> [What you will do]: Please scale the rows below by rewriting every line, requests included, with each answer point's coordinates multiplied by 0.35 and rounded to whole numbers (halves round up), leaving the sample coordinates in the requests unchanged. Omit the pictures from your answer.

------------------------------------------------

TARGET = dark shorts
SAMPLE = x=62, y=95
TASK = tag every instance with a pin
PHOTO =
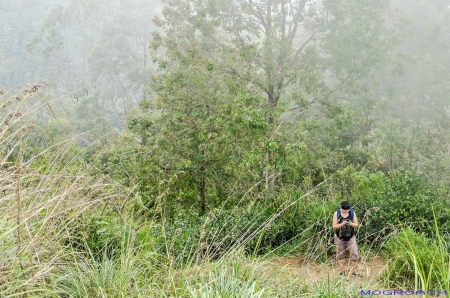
x=343, y=246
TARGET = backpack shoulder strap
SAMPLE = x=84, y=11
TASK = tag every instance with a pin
x=352, y=213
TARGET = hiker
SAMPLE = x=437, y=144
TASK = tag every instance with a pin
x=345, y=222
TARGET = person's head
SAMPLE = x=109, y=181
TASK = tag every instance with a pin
x=345, y=205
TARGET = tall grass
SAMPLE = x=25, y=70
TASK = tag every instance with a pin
x=51, y=200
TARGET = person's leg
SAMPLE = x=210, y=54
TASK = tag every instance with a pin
x=354, y=256
x=340, y=253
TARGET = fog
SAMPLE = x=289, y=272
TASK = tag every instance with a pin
x=385, y=62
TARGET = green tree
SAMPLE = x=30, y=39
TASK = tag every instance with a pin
x=281, y=59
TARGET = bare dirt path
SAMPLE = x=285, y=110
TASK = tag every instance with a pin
x=312, y=273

------------------------------------------------

> [Result]:
TARGET = dark shorts
SAMPLE = x=62, y=95
TASK = tag every instance with a pin
PHOTO =
x=120, y=86
TARGET = backpack shoulder strap
SAMPLE = x=84, y=11
TASK = tag every instance with a pin
x=123, y=75
TARGET = hiker
SAMPLE = x=437, y=144
TASK = tag every instance with a pin
x=121, y=78
TARGET = person's head
SAMPLE = x=109, y=181
TASK = tag every instance with a pin
x=121, y=72
TARGET = tall grass
SAMPLE = x=25, y=70
TASK = tag every instance with a pin
x=18, y=70
TARGET = person's leg
SAMPLE = x=210, y=54
TASK = tag every instance with a pin
x=124, y=90
x=119, y=89
TARGET = fog
SAMPLE = x=289, y=272
TASK = tag every instance with a pin
x=135, y=22
TARGET = green tree
SAMPLE = x=30, y=39
TASK = tag every instance with a pin
x=98, y=21
TARGET = bare dirt path
SAMPLE = x=285, y=110
TASK = tag every instance with a pin
x=109, y=96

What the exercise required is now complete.